■ THE PROBLEM
Reproduce the material word for word, from the start of the records through the line containing "[(494, 156), (236, 137)]", including that line.

■ RECORDS FOR THIS TASK
--- Start ---
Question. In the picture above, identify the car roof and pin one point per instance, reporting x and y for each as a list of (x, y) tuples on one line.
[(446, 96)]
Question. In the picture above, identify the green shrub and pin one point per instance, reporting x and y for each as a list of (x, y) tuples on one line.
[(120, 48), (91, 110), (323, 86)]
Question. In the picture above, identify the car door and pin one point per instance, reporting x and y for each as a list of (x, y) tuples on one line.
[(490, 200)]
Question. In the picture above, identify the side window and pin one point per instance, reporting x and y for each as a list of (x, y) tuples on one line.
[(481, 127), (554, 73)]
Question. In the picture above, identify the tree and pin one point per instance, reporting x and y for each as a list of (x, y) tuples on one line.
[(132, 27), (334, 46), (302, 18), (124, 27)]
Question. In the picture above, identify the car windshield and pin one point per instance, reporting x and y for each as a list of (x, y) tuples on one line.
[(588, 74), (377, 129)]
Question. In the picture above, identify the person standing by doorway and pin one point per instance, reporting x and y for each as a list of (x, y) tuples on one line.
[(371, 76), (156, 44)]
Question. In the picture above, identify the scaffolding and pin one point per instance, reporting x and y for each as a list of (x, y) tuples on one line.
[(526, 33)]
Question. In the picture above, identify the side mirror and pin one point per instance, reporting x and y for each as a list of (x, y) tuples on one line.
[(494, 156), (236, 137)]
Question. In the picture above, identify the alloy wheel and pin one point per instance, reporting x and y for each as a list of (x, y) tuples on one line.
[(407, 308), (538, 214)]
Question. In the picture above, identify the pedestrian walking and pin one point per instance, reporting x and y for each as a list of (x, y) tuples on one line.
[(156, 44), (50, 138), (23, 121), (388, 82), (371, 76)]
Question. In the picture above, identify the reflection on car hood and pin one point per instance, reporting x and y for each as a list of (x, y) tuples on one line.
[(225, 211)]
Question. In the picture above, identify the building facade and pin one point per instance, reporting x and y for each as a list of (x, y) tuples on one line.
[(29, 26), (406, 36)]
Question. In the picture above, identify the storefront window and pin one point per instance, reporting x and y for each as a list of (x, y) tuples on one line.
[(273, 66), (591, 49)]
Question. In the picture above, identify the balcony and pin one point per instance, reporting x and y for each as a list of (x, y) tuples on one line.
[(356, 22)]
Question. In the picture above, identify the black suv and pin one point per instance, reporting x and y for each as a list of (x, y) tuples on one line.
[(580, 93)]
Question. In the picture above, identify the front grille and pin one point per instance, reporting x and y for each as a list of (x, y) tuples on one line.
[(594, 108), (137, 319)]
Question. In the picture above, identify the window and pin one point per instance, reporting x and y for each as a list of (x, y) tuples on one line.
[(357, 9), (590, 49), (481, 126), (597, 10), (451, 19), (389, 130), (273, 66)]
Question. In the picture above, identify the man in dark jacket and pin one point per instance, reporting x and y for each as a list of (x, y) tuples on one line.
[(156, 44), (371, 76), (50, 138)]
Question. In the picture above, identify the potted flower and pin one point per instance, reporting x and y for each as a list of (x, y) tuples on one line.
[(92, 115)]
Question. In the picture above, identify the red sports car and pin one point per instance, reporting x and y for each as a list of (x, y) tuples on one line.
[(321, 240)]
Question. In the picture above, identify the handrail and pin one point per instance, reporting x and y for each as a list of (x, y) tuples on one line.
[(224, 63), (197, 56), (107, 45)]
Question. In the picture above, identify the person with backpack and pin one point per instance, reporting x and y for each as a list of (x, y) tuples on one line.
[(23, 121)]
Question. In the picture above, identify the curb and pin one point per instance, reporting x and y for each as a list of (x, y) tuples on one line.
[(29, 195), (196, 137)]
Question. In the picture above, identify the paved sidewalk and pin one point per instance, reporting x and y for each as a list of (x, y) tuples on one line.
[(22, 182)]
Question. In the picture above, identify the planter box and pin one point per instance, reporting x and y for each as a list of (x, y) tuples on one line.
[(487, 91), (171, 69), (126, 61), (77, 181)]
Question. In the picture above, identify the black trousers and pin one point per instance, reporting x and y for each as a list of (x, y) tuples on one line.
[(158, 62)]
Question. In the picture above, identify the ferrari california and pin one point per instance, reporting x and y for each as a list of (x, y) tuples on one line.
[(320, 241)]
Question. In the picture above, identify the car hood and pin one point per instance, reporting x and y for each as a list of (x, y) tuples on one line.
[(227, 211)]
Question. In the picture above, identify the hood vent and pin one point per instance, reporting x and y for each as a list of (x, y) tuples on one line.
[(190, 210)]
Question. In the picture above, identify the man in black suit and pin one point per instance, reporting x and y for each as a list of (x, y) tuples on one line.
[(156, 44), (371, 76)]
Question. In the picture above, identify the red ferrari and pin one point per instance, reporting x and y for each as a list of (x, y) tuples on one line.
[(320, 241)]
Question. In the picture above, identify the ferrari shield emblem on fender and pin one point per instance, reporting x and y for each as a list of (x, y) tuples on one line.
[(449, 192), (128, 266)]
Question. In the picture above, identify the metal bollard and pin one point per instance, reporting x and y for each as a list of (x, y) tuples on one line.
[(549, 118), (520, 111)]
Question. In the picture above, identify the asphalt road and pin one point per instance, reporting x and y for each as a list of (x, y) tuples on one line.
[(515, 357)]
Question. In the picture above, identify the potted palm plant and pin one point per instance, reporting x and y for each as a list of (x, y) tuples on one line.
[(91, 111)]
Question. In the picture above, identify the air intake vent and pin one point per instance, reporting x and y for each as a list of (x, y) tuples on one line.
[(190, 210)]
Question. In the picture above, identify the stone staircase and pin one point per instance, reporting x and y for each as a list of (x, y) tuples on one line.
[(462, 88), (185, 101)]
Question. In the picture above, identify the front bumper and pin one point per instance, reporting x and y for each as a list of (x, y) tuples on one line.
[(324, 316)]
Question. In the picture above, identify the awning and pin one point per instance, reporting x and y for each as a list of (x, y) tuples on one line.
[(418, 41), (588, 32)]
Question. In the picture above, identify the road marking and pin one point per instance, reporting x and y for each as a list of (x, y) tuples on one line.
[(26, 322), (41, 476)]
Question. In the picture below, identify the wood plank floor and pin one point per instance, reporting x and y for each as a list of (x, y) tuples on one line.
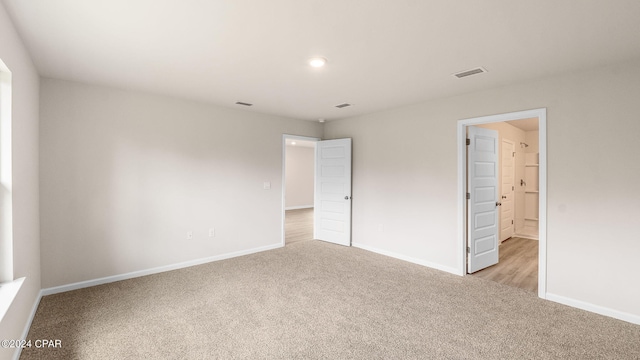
[(298, 225), (518, 265)]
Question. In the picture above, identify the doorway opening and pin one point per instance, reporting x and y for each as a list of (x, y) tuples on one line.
[(298, 188), (522, 224)]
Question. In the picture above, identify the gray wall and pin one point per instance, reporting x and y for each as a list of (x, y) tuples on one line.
[(26, 245), (405, 178), (125, 175)]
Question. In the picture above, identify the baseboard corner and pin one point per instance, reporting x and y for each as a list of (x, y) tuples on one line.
[(616, 314)]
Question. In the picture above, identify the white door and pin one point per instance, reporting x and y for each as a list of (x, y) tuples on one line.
[(483, 202), (507, 189), (332, 202)]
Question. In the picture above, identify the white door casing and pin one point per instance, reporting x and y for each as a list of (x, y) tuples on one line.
[(332, 201), (507, 198), (483, 202)]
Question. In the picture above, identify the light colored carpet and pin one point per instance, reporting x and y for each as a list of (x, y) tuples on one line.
[(314, 300)]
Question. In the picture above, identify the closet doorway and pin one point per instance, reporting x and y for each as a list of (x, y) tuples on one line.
[(298, 188), (520, 226)]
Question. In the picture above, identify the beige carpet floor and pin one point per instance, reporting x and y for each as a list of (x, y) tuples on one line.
[(313, 300)]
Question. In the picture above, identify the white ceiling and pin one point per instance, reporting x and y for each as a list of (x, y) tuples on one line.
[(382, 54)]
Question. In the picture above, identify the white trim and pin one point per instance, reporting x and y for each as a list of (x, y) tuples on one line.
[(27, 326), (527, 236), (156, 270), (541, 114), (634, 319), (513, 176), (284, 174), (299, 207), (428, 264)]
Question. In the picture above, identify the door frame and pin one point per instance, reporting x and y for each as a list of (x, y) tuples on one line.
[(286, 137), (541, 114), (513, 200)]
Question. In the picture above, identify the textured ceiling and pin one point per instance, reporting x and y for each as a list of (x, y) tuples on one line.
[(382, 54)]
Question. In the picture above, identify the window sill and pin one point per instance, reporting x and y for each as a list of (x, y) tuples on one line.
[(8, 292)]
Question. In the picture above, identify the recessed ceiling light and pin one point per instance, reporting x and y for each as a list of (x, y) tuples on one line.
[(317, 61)]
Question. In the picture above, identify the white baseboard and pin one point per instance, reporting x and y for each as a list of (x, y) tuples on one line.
[(299, 207), (156, 270), (408, 259), (634, 319), (27, 326)]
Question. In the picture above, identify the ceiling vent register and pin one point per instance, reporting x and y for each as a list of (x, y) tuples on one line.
[(470, 72)]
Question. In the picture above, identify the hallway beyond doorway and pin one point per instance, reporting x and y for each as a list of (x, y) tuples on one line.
[(518, 265), (298, 225)]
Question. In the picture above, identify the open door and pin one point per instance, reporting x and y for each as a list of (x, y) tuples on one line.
[(332, 201), (483, 229)]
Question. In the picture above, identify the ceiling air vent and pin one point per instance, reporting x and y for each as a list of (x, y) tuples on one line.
[(469, 72)]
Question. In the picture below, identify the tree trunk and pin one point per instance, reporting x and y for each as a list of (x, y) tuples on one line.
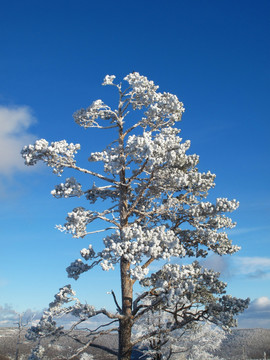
[(125, 325)]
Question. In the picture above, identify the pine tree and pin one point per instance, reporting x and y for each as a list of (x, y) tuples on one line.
[(157, 213)]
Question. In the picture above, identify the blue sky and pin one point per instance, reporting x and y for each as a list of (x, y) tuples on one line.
[(214, 55)]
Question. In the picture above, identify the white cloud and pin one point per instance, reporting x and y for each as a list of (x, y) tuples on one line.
[(257, 315), (14, 134), (253, 267)]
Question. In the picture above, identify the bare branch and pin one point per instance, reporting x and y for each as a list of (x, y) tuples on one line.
[(86, 171)]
--- End ---
■ EXERCISE RESPONSE
Question. In the picture above, identify the car roof and pin one point per instance, reporting x and y for each as a list of (x, y) tuples on one line.
[(446, 96)]
Question. In the picture above, identify the green shrub and pin one point per instance, reporting x and y for each as a list of (x, y) tuples on one line.
[(120, 48), (91, 110), (323, 86)]
Question. In the picture above, identify the car door and pin one point per instance, reporting x and y for each as a list of (x, y) tuples on one line.
[(490, 200)]
Question. In the picture above, identify the side window and pin one point per instance, reporting x and y for each as a list of (x, y) tuples on one line.
[(481, 127), (554, 73)]
Question. In the picture above, identify the tree and pin one point per instance, reporting x and y for each as a list of (x, y) tuples on one line.
[(132, 27), (334, 46), (302, 18), (124, 27)]
Question. In the picture above, identify the car windshield and pin one point per instance, reporting x and y for each as a list of (x, y) tuples on one line.
[(588, 74), (377, 129)]
Question. In the picture above, identify the person standing by doorway and pin one point per instance, reporting x and y for each as a list of (x, y) tuples on one line.
[(371, 76), (156, 44)]
Question. In the picture above, identify the scaffolding and pin one point per instance, reporting x and y for each as a list of (x, y) tuples on one line.
[(526, 33)]
Question. In the picture above, identify the side mirror and pin one point per instance, reporting x and y for each as a list of (x, y) tuples on one line.
[(494, 156), (236, 137)]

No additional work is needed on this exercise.